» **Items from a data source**
::::::::
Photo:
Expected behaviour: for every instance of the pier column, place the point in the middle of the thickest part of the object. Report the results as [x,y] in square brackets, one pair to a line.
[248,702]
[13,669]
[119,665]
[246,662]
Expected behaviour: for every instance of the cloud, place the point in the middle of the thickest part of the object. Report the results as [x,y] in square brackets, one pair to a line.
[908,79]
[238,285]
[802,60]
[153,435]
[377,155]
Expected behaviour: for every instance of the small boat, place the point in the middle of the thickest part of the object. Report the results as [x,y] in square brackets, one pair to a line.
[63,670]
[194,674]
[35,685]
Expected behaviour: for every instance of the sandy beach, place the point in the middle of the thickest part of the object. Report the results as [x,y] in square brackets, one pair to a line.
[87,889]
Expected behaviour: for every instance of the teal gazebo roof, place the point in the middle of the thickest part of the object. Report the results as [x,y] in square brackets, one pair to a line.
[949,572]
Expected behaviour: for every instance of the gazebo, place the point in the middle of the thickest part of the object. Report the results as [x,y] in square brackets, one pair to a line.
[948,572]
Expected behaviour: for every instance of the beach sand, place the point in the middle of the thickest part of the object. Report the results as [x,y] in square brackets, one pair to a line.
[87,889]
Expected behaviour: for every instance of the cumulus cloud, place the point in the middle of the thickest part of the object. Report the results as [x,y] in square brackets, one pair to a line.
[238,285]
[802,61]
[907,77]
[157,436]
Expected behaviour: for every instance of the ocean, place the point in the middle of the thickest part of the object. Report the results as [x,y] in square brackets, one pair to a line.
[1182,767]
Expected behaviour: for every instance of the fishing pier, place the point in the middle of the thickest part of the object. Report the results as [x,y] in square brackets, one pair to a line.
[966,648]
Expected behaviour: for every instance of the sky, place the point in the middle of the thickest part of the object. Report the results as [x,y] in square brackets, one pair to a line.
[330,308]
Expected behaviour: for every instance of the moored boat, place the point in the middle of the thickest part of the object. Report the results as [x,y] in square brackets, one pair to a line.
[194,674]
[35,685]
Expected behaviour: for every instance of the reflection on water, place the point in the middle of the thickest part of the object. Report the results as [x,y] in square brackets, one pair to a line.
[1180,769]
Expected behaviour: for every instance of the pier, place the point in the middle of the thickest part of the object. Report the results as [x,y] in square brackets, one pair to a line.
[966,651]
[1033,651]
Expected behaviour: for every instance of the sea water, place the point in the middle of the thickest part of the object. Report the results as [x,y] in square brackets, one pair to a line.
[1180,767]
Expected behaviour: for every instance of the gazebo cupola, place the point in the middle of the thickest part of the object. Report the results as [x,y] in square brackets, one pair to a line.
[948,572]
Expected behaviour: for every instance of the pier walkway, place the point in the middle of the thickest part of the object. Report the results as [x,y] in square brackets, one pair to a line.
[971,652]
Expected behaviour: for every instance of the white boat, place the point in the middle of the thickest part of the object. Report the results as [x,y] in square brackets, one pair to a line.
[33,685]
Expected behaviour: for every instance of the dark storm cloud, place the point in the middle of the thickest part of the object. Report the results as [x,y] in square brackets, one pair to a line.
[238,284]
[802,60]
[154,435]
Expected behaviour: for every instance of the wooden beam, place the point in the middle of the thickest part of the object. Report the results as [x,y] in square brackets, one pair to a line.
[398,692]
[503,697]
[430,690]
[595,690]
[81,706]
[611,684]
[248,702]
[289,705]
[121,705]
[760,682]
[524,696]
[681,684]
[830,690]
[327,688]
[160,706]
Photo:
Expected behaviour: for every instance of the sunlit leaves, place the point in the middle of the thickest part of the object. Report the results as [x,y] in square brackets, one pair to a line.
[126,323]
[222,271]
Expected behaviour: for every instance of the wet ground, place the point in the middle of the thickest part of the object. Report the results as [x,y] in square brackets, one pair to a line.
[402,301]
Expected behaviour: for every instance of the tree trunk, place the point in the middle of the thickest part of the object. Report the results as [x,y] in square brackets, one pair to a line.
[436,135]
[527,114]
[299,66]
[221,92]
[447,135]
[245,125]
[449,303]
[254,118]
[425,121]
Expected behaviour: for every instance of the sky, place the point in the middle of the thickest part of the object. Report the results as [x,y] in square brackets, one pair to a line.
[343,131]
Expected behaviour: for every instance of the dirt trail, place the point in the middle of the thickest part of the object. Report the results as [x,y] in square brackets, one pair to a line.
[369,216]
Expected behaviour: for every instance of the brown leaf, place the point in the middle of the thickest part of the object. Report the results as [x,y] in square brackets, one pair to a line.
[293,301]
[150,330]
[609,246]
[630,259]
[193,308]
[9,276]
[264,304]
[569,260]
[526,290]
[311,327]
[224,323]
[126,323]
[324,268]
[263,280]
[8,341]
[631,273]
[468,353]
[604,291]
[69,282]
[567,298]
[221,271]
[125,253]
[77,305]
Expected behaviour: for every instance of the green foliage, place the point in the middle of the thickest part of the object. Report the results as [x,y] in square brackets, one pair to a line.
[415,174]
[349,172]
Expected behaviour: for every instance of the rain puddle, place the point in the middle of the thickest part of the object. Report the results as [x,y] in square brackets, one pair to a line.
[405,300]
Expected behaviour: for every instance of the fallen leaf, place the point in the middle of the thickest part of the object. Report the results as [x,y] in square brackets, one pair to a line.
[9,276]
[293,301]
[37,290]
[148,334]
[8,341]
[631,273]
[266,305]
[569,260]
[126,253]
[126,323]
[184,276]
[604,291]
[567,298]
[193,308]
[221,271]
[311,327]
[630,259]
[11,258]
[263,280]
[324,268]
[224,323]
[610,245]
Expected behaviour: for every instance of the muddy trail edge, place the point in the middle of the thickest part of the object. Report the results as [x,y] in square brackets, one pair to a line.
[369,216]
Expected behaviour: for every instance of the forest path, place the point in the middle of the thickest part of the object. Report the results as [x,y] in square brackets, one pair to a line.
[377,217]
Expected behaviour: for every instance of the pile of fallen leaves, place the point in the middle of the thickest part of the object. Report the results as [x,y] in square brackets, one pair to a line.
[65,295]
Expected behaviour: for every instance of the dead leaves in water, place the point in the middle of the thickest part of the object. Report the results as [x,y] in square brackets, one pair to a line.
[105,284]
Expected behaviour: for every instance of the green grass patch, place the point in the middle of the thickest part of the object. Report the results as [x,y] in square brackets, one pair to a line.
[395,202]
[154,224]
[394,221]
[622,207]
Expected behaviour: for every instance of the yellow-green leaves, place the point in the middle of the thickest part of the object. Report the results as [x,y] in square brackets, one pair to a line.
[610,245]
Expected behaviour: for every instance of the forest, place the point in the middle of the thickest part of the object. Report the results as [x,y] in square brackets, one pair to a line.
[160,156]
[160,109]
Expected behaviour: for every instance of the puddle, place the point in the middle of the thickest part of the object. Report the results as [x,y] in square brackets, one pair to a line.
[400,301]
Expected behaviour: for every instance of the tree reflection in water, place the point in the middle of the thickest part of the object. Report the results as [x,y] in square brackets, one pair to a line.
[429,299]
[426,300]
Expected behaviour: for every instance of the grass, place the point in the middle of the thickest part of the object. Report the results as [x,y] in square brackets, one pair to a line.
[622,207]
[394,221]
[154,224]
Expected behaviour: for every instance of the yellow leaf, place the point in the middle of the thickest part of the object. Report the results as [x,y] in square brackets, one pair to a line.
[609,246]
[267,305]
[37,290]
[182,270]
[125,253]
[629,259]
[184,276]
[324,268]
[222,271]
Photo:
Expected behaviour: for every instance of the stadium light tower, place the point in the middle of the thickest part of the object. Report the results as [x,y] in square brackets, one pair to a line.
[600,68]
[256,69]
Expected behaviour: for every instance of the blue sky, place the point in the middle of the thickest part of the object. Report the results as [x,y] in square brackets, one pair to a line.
::::::::
» **PROBLEM DETAILS**
Rewrite the listing from the line with "Expected behaviour: for every instance of the forest, place" through the end, keeping every request line, and shift each answer coordinate by adding 5 to both of its numbers.

» **THE RESPONSE**
Expected behaviour: for every instance of the forest, place the point in the middle of the thickest part of the object. Report the results as [x,y] in square brackets, one pair to a line.
[165,161]
[165,114]
Expected behaviour: for every instance of the puddle, place the point in the middle of the thickest part of the object. Report the results as [x,y] in square brackets, one pair to a line.
[405,306]
Expected behaviour: for every instance of the tree reflection in water, place the point in the middle of the thickest part of the object. Report the results as [x,y] in square brackets, one pair to a line.
[434,304]
[431,305]
Expected behaviour: for every instance of the grass, place the point in the middle of the thickest part of the object. Report the results as [x,y] in square brackets, one pair to a line.
[627,212]
[399,226]
[159,229]
Expected behaviour: for every instance of the yellow leaf, place the point in the middle of the thickest part of the object. Report the results as [x,y] in square brackets, one pair to a line.
[614,251]
[272,310]
[42,295]
[187,275]
[130,258]
[634,264]
[189,281]
[329,273]
[227,276]
Photo:
Expected behaviour: for every instance of the stadium light tower, place the point in the middle of the thickest part of the object. Report the results as [x,y] in square brackets, one pair to a line.
[605,73]
[261,74]
Expected behaviour: for every instance of the blue sky, place the point in the middle of the thickest part of the object. Report the results as [x,y] in square brackets, one pair to a line.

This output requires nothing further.